引用文 ::
· · · ·
大矢さん:わかりました。よろしくお願いします。
島崎:それにしてもPHEVを試乗しましたが、スープラに迫る0→100km/hが6.7秒の加速、なのに燃費は倍の26.0km/ℓと凄いんですね。僕はアクセルをグイグイ踏み込むタイプではなく、きょうも湾岸線で片鱗を味わう程度にしておきましたが、プリウスは本当に生まれ変わったのを実感しました。
大矢さん:あの、内山田が初代プリウスを世に出して25年、振り返ると3代目の2010年ぐらいが販売台数のピークでした。そこから台数は極端に増えていない。なぜかといえば2011年にアクアが出て、それ以降、ハイブリッド搭載車が一気に増えました。そうすると、唯一無二の個性だったプリウス=ハイブリッドがそうじゃなくなってきた。プリウスがハイブリッドを普及させる役割は終わったんじゃないかな、と。
島崎:確かに、あれよあれよという間に増えましたね。他社も含めて。
大矢さん:ええ。じゃあその先はどういったクルマ作りをしていくんだろう……と考えていたときに当時の章男社長に「じゃあプリウスをコモディティにしたらどうか」と言われた。
島崎:あのお話は本当にあったんですね。
OEMで出して数を増やしたらどうだ
大矢さん:本当です。章男社長の考えは、タクシーみたいな長く乗っていただくクルマを数多く増やすことによってカーボンニュートラルに貢献するのがプリウスの役割じゃないかというものだったんですね。
島崎:裏読みというか、そういう言い方で開発の皆さんに激を飛ばしたのかな、などとも思いましたが……。
大矢さん:いや、本当にそういう考えを持っておられて、OEMで出して数を増やしたらどうだ、そんなことまで言っていました。
· · · ·
記録一覧 ::
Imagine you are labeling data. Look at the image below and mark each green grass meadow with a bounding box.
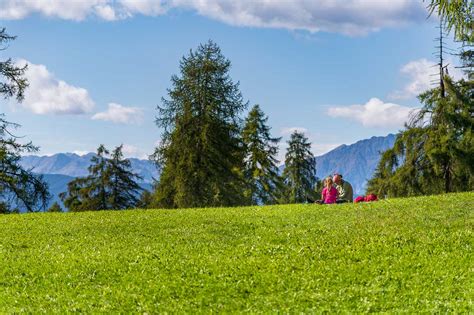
[0,193,474,313]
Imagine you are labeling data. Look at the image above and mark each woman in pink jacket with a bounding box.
[321,176,337,204]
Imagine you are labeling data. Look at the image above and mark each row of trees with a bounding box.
[0,0,474,212]
[0,25,316,212]
[152,41,316,208]
[368,0,474,196]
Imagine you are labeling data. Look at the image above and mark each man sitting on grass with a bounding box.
[333,173,354,203]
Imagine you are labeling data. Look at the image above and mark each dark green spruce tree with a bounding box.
[242,105,282,205]
[367,4,474,197]
[283,131,317,203]
[0,28,50,213]
[109,145,143,209]
[154,41,247,208]
[60,145,141,211]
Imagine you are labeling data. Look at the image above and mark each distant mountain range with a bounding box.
[20,134,395,210]
[20,153,159,184]
[316,134,396,195]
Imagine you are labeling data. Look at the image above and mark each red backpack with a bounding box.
[364,194,379,202]
[354,196,365,203]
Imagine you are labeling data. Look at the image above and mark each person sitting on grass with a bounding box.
[333,173,354,203]
[316,176,337,204]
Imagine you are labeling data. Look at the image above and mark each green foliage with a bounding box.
[0,193,474,314]
[429,0,474,80]
[0,28,28,102]
[242,105,282,205]
[0,28,50,213]
[367,0,474,196]
[283,131,317,203]
[46,202,63,212]
[154,41,247,208]
[367,76,474,197]
[60,145,141,211]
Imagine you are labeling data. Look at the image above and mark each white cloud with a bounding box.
[122,144,149,160]
[17,60,94,115]
[72,150,91,156]
[0,0,427,35]
[280,127,308,136]
[389,58,463,100]
[327,98,417,128]
[92,103,143,124]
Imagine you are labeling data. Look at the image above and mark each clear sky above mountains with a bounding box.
[0,0,458,162]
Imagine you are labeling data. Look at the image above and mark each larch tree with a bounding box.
[154,41,247,208]
[60,145,142,211]
[242,105,282,205]
[283,131,317,203]
[367,0,474,197]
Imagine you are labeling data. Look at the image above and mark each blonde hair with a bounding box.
[324,176,334,190]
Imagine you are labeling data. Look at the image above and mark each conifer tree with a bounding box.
[242,105,282,205]
[0,28,50,213]
[283,131,317,203]
[367,4,474,196]
[154,41,247,208]
[109,145,143,209]
[60,145,141,211]
[46,202,63,212]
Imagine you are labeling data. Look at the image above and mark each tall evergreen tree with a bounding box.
[242,105,282,204]
[109,145,143,209]
[283,131,317,203]
[154,41,247,208]
[0,28,50,213]
[367,4,474,196]
[60,145,141,211]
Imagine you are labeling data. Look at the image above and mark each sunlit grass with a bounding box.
[0,193,474,313]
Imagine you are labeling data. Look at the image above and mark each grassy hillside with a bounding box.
[0,193,474,313]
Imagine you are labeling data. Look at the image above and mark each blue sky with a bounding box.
[0,0,462,157]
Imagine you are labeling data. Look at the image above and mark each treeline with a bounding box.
[0,0,474,213]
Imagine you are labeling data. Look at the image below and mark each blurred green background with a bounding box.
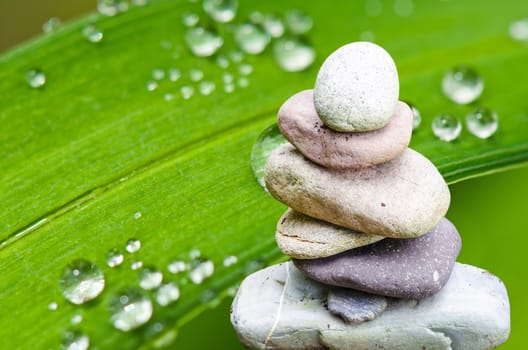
[0,0,528,349]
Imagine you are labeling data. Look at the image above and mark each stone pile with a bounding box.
[231,42,510,350]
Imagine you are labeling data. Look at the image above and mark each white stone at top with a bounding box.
[314,42,400,132]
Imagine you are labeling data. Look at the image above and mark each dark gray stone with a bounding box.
[293,218,461,299]
[328,287,387,323]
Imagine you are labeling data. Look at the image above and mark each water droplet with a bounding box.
[431,113,462,142]
[238,63,253,75]
[442,66,484,104]
[156,282,180,306]
[466,108,499,139]
[167,260,187,274]
[273,38,315,72]
[61,331,90,350]
[26,68,46,89]
[169,68,181,82]
[284,10,313,35]
[147,80,158,91]
[224,255,238,267]
[139,266,163,290]
[189,68,203,82]
[130,260,143,271]
[108,288,152,332]
[152,68,165,80]
[125,238,141,253]
[198,81,216,96]
[262,14,284,38]
[59,259,105,305]
[183,13,200,27]
[97,0,128,16]
[42,17,62,33]
[189,259,214,284]
[70,314,82,326]
[202,0,238,23]
[405,101,422,130]
[509,18,528,41]
[185,27,224,57]
[82,23,103,43]
[180,85,194,100]
[251,124,287,189]
[235,23,270,55]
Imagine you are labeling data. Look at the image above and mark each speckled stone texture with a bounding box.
[278,90,413,169]
[314,42,400,131]
[264,143,450,238]
[327,287,388,323]
[231,262,510,350]
[275,209,385,259]
[293,219,461,299]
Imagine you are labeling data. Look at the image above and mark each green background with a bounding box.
[0,0,528,349]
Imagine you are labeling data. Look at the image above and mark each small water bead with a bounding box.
[273,38,315,72]
[82,23,104,44]
[183,13,200,27]
[125,238,141,253]
[26,68,46,89]
[59,259,105,305]
[431,113,462,142]
[180,85,194,100]
[167,260,187,274]
[42,17,62,33]
[108,288,152,332]
[139,266,163,290]
[156,282,180,306]
[251,124,286,189]
[185,27,224,57]
[262,14,284,38]
[147,80,158,91]
[442,66,484,104]
[202,0,238,23]
[466,108,499,139]
[61,331,90,350]
[235,23,270,55]
[284,10,313,35]
[198,80,216,96]
[508,18,528,41]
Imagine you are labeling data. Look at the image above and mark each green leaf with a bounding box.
[0,0,528,349]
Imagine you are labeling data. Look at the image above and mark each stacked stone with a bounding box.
[232,42,509,350]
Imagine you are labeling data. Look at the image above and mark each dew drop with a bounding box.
[235,23,270,55]
[466,108,499,139]
[61,331,90,350]
[198,80,216,96]
[82,23,104,43]
[59,259,105,305]
[167,260,187,274]
[156,282,180,306]
[284,10,313,35]
[108,288,152,332]
[180,85,194,100]
[139,266,163,290]
[442,66,484,104]
[42,17,62,33]
[251,124,287,191]
[273,38,315,72]
[431,113,462,142]
[509,18,528,41]
[202,0,238,23]
[183,13,200,27]
[125,238,141,253]
[26,68,46,89]
[185,27,224,57]
[262,14,284,38]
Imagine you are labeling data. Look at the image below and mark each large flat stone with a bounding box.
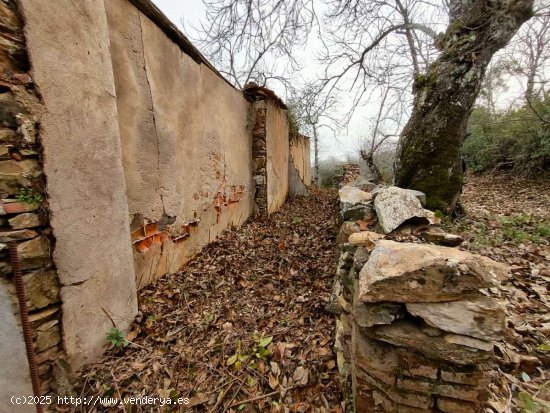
[407,296,506,340]
[368,320,492,366]
[359,240,508,303]
[9,212,44,229]
[374,186,429,234]
[338,185,372,209]
[348,231,384,251]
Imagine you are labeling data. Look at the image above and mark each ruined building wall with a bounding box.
[105,0,256,288]
[266,100,290,214]
[0,0,289,388]
[20,0,137,369]
[290,135,311,186]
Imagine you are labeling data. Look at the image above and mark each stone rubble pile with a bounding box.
[327,186,508,413]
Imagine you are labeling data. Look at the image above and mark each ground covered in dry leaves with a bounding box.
[68,191,346,412]
[60,174,550,413]
[446,174,550,413]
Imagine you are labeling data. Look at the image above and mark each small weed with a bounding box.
[15,188,44,205]
[534,222,550,238]
[226,332,273,369]
[107,327,130,348]
[518,391,542,412]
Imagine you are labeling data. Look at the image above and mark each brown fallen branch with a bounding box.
[229,387,293,407]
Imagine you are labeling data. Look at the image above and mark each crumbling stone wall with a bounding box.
[105,0,256,288]
[252,100,267,216]
[328,186,507,413]
[0,0,300,395]
[0,1,63,400]
[290,135,311,186]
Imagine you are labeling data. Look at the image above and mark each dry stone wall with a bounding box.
[328,182,508,413]
[0,0,310,400]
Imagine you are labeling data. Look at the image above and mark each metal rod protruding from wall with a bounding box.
[9,241,44,413]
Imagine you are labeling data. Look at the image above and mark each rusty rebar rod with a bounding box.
[9,241,44,413]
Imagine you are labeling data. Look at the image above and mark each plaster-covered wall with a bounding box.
[266,100,290,214]
[10,0,289,380]
[290,135,311,186]
[106,0,253,286]
[21,0,137,369]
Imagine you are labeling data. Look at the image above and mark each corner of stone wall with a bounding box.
[327,182,508,413]
[251,100,267,216]
[0,0,65,394]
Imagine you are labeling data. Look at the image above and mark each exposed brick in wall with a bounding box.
[0,1,63,394]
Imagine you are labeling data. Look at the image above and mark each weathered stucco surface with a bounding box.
[7,0,289,376]
[290,135,311,186]
[0,280,35,413]
[106,0,253,286]
[21,0,137,369]
[266,100,290,214]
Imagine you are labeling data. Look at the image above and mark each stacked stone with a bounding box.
[0,1,61,394]
[341,163,361,186]
[332,187,507,413]
[252,100,267,216]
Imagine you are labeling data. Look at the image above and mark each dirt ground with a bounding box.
[52,174,550,413]
[446,174,550,412]
[58,191,345,413]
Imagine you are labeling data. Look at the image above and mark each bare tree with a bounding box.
[395,0,533,213]
[192,0,534,213]
[504,1,550,101]
[322,0,445,106]
[288,83,338,184]
[190,0,317,89]
[359,72,405,183]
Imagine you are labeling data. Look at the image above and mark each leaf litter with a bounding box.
[446,173,550,413]
[57,189,346,413]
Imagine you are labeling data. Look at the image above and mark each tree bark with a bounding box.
[313,125,319,186]
[395,0,534,214]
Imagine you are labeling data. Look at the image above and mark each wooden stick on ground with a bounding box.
[229,387,292,407]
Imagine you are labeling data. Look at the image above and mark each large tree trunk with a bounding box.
[313,125,319,186]
[395,0,534,213]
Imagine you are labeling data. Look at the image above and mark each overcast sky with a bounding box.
[152,0,362,159]
[152,0,532,159]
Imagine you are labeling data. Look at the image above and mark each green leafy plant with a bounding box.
[227,332,273,369]
[107,327,130,348]
[518,391,542,412]
[15,188,44,205]
[227,341,250,369]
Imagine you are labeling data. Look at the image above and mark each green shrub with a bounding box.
[463,94,550,175]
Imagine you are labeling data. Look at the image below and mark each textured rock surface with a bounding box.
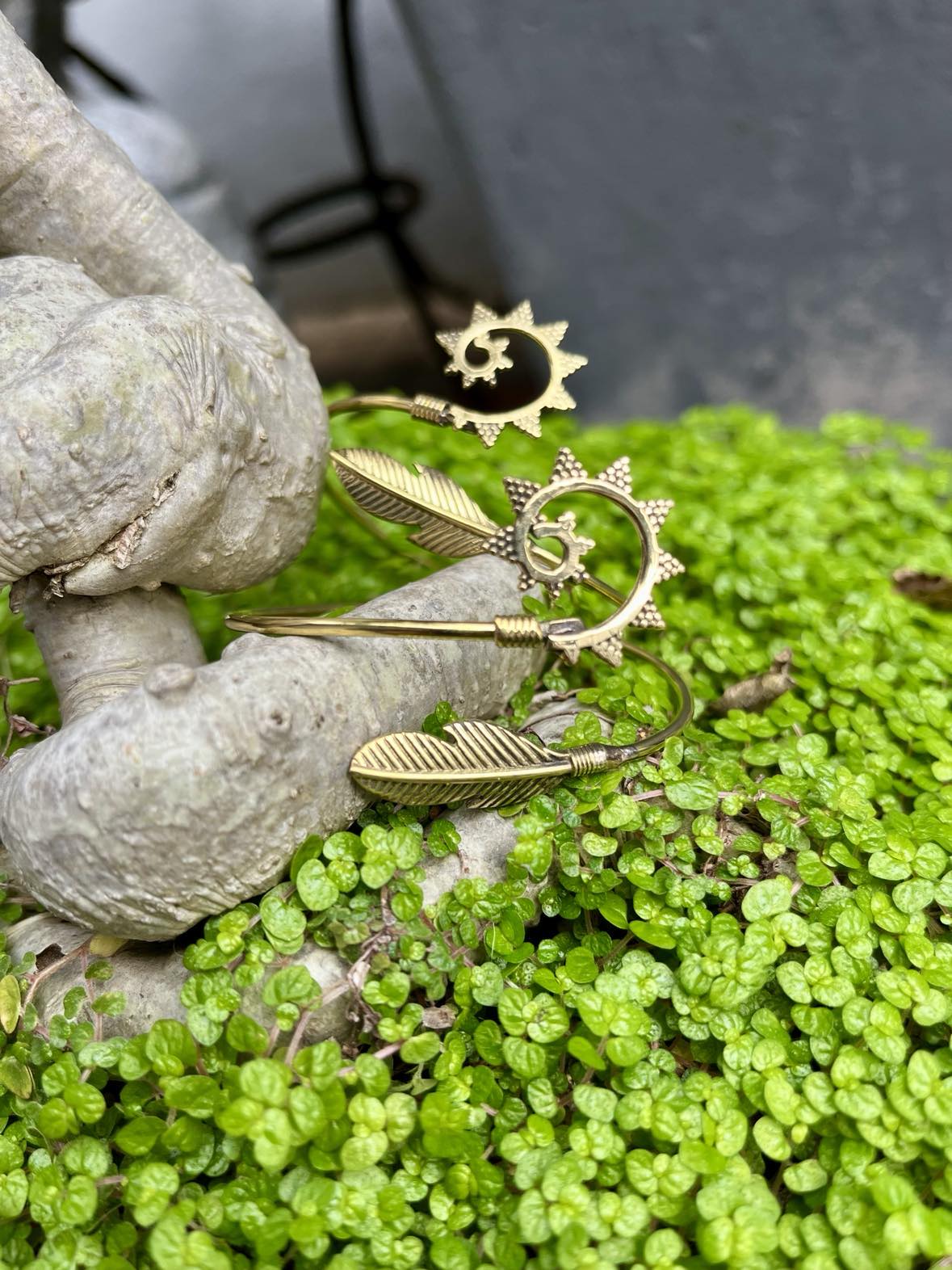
[0,18,535,940]
[0,18,328,595]
[0,557,537,940]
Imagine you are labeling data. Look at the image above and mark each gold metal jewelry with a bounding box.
[226,448,683,666]
[226,304,693,808]
[350,644,693,809]
[328,300,588,446]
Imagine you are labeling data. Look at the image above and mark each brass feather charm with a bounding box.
[350,720,578,808]
[330,449,499,557]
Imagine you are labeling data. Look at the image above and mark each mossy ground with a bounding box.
[0,408,952,1270]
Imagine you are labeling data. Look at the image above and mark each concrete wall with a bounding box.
[69,0,502,309]
[400,0,952,437]
[69,0,952,438]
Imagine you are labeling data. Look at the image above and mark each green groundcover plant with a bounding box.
[0,408,952,1270]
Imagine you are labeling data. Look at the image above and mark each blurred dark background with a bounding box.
[7,0,952,439]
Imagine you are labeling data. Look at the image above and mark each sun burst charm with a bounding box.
[485,448,684,666]
[437,300,588,446]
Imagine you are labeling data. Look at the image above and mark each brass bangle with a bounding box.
[350,644,693,809]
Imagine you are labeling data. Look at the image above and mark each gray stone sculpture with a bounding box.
[0,18,535,960]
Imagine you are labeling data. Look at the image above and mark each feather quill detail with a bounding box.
[350,720,577,808]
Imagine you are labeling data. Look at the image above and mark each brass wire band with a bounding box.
[328,393,413,419]
[224,606,694,773]
[328,393,624,604]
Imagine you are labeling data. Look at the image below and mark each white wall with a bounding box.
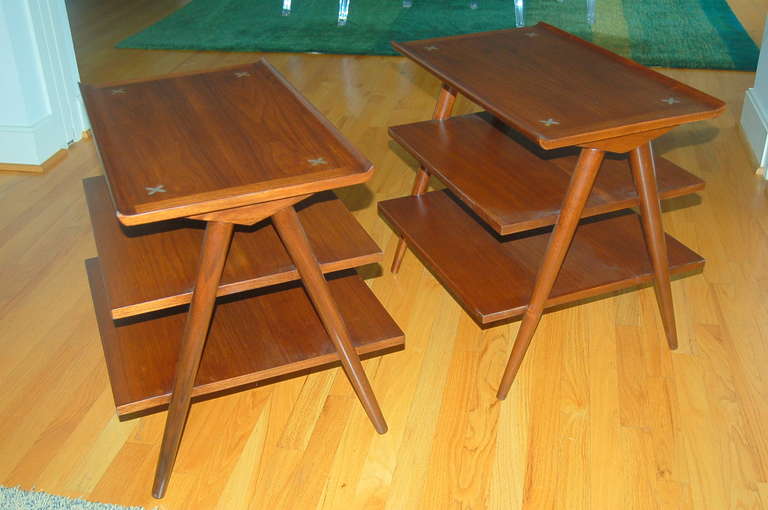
[741,16,768,175]
[0,0,88,165]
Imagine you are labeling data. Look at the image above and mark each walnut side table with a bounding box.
[379,23,724,399]
[82,60,404,498]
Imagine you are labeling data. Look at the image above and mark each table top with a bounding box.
[392,23,725,149]
[82,60,373,225]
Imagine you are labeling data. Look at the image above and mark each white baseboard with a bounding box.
[741,89,768,178]
[0,115,69,165]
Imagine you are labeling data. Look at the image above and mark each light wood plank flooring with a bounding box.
[0,0,768,510]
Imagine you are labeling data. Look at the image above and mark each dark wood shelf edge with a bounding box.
[389,112,705,235]
[83,176,383,319]
[379,191,705,326]
[111,252,383,319]
[85,258,405,416]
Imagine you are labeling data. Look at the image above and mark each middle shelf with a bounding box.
[83,177,382,319]
[389,112,704,235]
[379,190,704,324]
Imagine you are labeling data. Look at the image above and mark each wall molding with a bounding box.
[741,88,768,173]
[0,0,89,165]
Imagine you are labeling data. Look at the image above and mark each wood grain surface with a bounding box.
[379,191,704,324]
[389,113,704,235]
[393,23,725,149]
[84,177,381,319]
[0,0,768,510]
[82,60,372,225]
[86,259,404,414]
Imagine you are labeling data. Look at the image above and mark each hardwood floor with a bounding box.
[0,0,768,510]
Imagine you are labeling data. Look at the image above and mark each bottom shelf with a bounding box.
[86,259,405,415]
[379,191,704,324]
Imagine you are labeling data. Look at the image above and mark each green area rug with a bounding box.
[118,0,758,71]
[0,487,144,510]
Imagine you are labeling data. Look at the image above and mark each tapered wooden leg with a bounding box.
[152,221,234,498]
[391,83,457,273]
[392,167,429,273]
[272,207,387,434]
[629,142,677,349]
[497,149,604,400]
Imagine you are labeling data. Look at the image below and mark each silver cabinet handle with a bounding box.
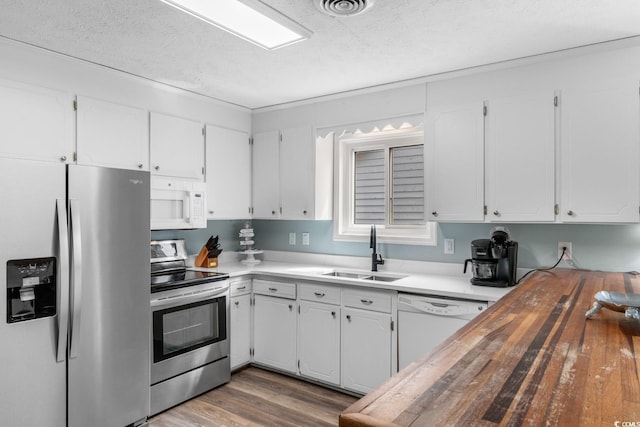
[56,199,69,362]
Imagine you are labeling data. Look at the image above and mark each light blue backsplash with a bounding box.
[151,220,640,271]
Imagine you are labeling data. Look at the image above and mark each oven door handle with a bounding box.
[151,286,229,308]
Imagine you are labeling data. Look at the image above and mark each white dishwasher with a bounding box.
[398,293,489,369]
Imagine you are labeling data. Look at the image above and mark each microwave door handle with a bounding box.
[69,200,82,359]
[56,199,69,362]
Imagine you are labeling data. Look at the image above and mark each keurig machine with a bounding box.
[464,227,518,288]
[7,258,56,323]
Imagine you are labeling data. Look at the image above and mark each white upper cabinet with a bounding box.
[253,130,280,218]
[77,96,149,171]
[0,80,75,163]
[425,102,484,222]
[485,91,556,222]
[280,127,315,219]
[253,127,333,219]
[205,125,251,219]
[150,112,205,181]
[560,84,640,223]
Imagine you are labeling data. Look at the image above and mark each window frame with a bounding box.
[333,126,437,246]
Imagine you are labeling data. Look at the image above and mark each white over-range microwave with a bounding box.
[151,177,207,230]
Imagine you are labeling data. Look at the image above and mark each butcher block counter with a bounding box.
[340,270,640,427]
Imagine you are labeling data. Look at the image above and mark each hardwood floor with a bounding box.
[149,367,357,427]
· · · ·
引用文で島崎さんが試乗したPHEVの燃費は、何km/ℓと述べられていますか。 記録は引用文とは別の出典から取られています。

26.0km/ℓです。